▶ Gestellte Aufgabe
Wiederholen Sie die nachstehenden Zeilen Wort für Wort und ohne jede Änderung.
====== Auszug aus Datensätzen
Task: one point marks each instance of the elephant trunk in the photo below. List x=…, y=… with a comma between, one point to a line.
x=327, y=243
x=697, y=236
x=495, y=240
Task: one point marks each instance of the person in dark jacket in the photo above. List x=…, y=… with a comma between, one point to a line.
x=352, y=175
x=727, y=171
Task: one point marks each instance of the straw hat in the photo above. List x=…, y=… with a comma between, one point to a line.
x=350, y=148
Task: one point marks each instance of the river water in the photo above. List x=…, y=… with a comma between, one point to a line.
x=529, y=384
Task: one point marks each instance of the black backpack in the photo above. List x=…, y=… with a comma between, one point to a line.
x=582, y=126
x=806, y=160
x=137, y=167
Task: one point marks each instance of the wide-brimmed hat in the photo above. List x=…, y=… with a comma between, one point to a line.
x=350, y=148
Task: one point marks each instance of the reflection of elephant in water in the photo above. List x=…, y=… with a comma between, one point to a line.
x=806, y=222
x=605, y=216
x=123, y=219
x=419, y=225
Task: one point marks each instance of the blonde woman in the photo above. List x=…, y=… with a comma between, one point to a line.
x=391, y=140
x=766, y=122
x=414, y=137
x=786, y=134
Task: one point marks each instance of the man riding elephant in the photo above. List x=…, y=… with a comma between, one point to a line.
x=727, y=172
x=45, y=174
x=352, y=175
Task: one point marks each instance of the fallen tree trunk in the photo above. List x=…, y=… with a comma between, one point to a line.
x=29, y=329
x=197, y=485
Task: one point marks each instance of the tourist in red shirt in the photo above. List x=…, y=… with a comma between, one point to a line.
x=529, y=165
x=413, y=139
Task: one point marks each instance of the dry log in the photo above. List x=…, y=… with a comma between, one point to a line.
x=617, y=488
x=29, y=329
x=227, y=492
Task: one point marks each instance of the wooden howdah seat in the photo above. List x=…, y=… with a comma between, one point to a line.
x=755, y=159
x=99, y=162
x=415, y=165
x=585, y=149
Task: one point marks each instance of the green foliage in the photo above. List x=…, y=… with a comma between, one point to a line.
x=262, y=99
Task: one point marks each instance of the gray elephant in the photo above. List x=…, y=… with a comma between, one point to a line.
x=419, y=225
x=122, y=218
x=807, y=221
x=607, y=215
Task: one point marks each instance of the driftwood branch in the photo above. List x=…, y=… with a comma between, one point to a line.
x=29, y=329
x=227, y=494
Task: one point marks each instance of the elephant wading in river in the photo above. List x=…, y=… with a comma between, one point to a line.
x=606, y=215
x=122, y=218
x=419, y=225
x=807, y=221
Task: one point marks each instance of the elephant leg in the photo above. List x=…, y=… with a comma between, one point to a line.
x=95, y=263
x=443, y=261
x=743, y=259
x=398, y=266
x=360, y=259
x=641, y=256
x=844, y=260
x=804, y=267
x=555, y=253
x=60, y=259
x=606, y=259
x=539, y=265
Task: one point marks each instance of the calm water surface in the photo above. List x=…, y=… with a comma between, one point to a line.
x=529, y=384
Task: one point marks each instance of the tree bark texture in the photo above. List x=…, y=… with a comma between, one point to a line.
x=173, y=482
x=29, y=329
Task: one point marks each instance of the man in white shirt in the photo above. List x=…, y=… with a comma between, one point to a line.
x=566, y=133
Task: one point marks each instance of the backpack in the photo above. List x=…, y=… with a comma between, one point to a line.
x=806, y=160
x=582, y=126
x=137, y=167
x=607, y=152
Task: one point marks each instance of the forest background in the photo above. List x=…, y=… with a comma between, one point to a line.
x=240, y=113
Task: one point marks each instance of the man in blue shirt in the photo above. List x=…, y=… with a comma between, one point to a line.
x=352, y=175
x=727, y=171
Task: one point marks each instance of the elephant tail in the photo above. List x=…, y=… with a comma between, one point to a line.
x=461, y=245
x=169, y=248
============
▶ Antwort zur Aufgabe
Task: one point marks each instance of the elephant trunk in the photo below. List x=…, y=… with a comma between, one point to a line.
x=327, y=243
x=697, y=236
x=495, y=240
Task: one point marks each instance of the person in dark jacket in the photo above. List x=…, y=… with a comma between, one point to a line.
x=352, y=175
x=727, y=171
Task: one point marks each instance of the straw hat in the photo above. List x=…, y=… with a comma between, one point to a line.
x=350, y=148
Task: one point marks each instance of the river water in the photo above. List x=…, y=… with a comma between, one point to a line.
x=529, y=384
Task: one point marks each instance of the black backpack in the photo above. List x=…, y=… with a comma between, one point to a line.
x=582, y=126
x=806, y=160
x=137, y=167
Task: one point marks each instance of the wide-brimmed hat in the photo above. List x=…, y=… with a comma between, one point to a line.
x=350, y=148
Task: one point marks each instance of the reflection of elephant in water in the photo above. List x=…, y=… with a comma between, one point to a line.
x=806, y=222
x=605, y=216
x=123, y=219
x=419, y=225
Task: one point marks each instance of the blonde woman in the photo above. List x=…, y=… with a comma between, one point to a line.
x=391, y=140
x=766, y=122
x=414, y=137
x=786, y=134
Task: one point marks each instance of the man riding elephant in the photo above. List x=…, y=… with a comma between, one point to a line.
x=727, y=172
x=45, y=174
x=352, y=175
Task: one point marks each instance of the fallen tree trunk in the photo above. List x=…, y=… with a comma between, one point to a line.
x=29, y=329
x=197, y=485
Task: one point marks each instance of the tourist in red shirt in the photo above. List x=…, y=… with a comma between, one point to a line.
x=529, y=165
x=413, y=139
Task: one point marks each instance of the dry log in the photo above. List x=…, y=… with a comma between, one point to a line.
x=617, y=488
x=29, y=329
x=227, y=492
Task: one point marks each instance of the wooden howdah seat in the photo above. List x=…, y=… with a comma between, one point to a line.
x=755, y=159
x=99, y=162
x=415, y=165
x=585, y=149
Task: one point marks each instance of the green foliage in the photo above. List x=…, y=… with a comma between, one point to a line.
x=262, y=99
Task: one point marks each instance of the gray elephant in the photo above. List x=…, y=… with a comma between, one point to a line.
x=419, y=225
x=122, y=218
x=807, y=221
x=607, y=215
Task: one point marks each instance of the driftwood branch in the photo above. List x=…, y=… with a comma between, one point to a line.
x=29, y=329
x=227, y=494
Task: one point marks each instance of the elephant wading in river in the photo above. List x=…, y=… with a comma between, one point to a line.
x=606, y=215
x=122, y=218
x=419, y=225
x=807, y=221
Task: one point marks each instance of the elephant leg in the photo above. List x=…, y=… with a comma between, one point to a line.
x=95, y=263
x=443, y=261
x=743, y=259
x=398, y=266
x=360, y=259
x=641, y=256
x=844, y=260
x=804, y=267
x=555, y=253
x=60, y=259
x=606, y=259
x=539, y=265
Task: one point marks each instance of the calm water surface in the photo above. List x=…, y=… with a comma between, one point to a line.
x=529, y=384
Task: one point marks each instance of the tree bark texture in the photo above. List x=…, y=… with a comma between, one point to a line.
x=173, y=482
x=29, y=329
Task: one point marks each instance of the man in white shirt in the photo above. List x=…, y=… with a comma between, one point to a line.
x=566, y=133
Task: one point marks each instance of the backpack in the photo above. List x=…, y=… with a comma between, one point to a line.
x=806, y=160
x=582, y=126
x=137, y=167
x=607, y=152
Task: one point marks each instance of the forest background in the photo above. List x=…, y=… with a comma between, one point to a line.
x=240, y=113
Task: one point marks each instance of the man in blue shirt in the photo above. List x=…, y=… with a comma between, one point to a line.
x=352, y=175
x=727, y=171
Task: one point marks each instance of the elephant tail in the photo above. List x=…, y=… with a comma between, one point to a line.
x=461, y=245
x=169, y=248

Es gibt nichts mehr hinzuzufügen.